▸ **Testo da leggere**
--------------------------------------------------

In molti scommettono sul fallimento di un governo che può essere invece, di nuovo anche se in modo diverso dalla scorsa primavera, l’unica zattera alla quale il paese si aggrapperà. Su quale ipotesi scommette il Partito Democratico? Se pensa che Conte non ce la faccia può anche voltargli le spalle, anche se difficilmente si salverà poi dal naufragio. Diversamente, bisogna che si metta seriamente a remare e soprattutto non perda di vista la rotta. Perché altrimenti, il problema non è Marcucci. Il problema è che il Pd sta giocando col fuoco, e alla fine si brucia.

One Response to Marcucci non è un cavallo di Troia. E non è lui il problema del Pd

  1. Buongiorno. Nel percorrere le disquisizioni di tutti i media sui personaggi in lizza per il potere in Italia, da tempo è ricorrente il ricordo di un vecchio libro di cui non saprei più dire l’autore né il titolo, ma che narrava dell’entrata in funzione, per magia, della scritta sul frontone del tempio di Apollo, a Delfi, “conosci te stesso” e del fatto che tutti coloro che vi passavano sotto, conoscendo sé medesimi all’improvviso, non reggessero all’orrore e si suicidassero immediatamente.
    Mi immagino che il frontone sia stato spostato sull’ingresso della Camera, magari scritto in greco, come in origine, e del Senato, scritto in latino per omaggio ai nostri predecessori, e che entrambi abbiano iniziato a funzionare.

--------------------------------------------------

▸ **Estratti di dati**
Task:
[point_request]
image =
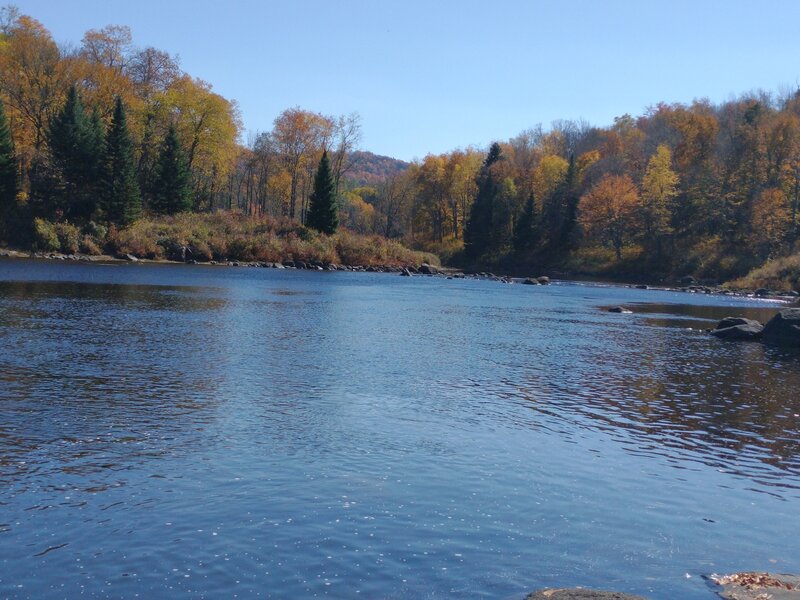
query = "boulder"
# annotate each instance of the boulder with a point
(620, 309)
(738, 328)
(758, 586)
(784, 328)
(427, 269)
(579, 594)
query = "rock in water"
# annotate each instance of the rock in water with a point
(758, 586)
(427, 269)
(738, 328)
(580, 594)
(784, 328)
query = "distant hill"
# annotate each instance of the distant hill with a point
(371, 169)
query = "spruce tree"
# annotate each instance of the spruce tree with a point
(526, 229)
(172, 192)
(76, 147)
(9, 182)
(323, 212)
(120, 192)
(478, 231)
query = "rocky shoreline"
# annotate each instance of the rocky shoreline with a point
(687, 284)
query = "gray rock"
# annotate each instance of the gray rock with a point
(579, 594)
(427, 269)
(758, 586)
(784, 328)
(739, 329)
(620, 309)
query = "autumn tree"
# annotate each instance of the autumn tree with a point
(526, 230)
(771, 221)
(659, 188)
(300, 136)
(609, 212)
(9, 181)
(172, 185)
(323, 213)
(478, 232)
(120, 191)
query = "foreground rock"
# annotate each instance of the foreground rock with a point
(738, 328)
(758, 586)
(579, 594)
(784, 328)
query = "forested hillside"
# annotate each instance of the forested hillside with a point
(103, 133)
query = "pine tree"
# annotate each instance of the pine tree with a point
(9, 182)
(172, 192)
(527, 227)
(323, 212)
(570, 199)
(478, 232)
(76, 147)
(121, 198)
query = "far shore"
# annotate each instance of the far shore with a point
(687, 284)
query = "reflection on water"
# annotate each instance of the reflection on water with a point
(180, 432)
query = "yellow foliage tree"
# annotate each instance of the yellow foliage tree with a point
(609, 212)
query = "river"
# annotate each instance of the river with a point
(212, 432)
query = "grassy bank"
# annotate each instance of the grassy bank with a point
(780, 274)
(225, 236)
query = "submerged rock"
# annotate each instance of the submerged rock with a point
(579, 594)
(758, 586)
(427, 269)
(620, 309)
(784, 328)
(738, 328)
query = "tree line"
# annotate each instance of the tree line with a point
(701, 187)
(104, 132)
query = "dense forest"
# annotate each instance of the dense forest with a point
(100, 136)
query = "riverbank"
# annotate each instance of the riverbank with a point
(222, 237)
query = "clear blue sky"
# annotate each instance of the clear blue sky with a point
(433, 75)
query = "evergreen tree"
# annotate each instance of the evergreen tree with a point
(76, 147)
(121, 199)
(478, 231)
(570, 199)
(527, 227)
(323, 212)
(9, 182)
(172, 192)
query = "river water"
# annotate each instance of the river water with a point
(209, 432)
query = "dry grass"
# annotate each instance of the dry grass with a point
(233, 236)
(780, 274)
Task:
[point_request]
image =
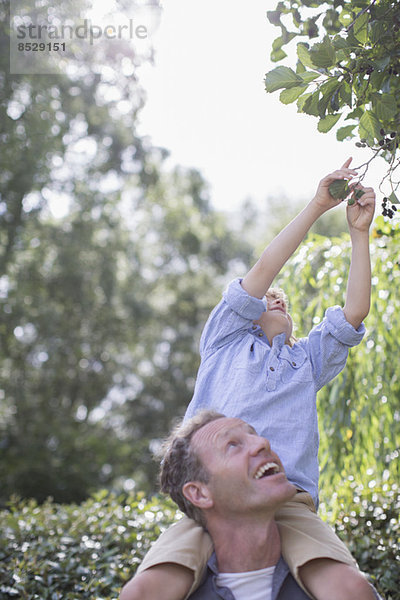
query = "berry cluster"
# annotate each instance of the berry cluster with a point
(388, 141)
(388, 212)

--------------------------------------------------

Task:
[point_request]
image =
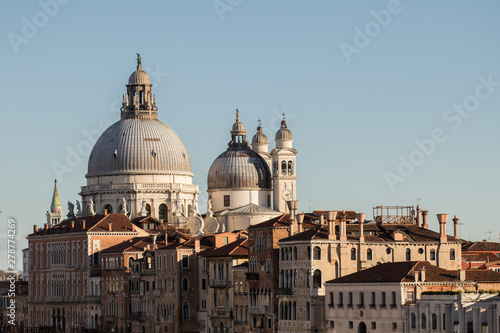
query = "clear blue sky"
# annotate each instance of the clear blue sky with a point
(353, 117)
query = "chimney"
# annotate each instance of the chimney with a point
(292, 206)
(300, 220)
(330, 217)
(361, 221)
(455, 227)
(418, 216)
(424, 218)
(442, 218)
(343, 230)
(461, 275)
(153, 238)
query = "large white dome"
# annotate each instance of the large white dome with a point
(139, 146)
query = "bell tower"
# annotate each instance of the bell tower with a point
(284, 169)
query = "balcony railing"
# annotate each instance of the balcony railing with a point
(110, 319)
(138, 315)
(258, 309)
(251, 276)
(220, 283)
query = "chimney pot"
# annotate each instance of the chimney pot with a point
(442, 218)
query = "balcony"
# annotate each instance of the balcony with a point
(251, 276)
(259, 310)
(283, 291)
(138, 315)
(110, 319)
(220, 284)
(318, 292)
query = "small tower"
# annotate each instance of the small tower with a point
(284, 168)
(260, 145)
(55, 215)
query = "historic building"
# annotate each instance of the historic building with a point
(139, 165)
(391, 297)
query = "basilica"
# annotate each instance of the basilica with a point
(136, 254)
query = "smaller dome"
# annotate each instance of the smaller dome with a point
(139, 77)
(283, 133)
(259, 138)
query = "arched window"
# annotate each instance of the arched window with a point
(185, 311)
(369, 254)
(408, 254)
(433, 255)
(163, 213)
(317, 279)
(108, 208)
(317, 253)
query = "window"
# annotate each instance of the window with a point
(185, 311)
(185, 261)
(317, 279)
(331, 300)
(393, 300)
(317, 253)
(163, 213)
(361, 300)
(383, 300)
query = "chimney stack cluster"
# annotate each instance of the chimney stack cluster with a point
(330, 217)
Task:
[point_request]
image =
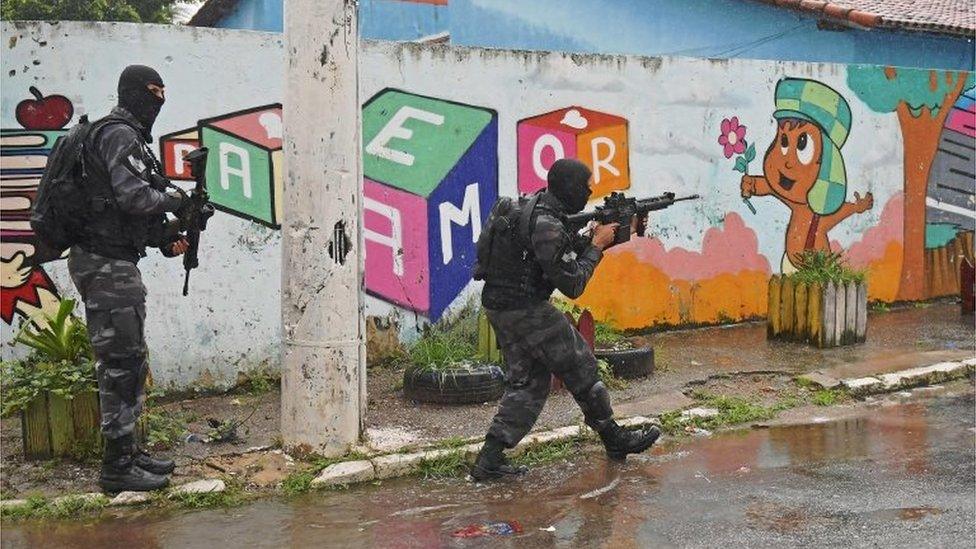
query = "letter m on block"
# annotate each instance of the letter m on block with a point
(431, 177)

--------------------------------------------------

▸ **Obiettivo**
Nel testo da leggere, quale scritta si trovava sul frontone del tempio di Apollo a Delfi?

▸ **Risposta**
La scritta «conosci te stesso».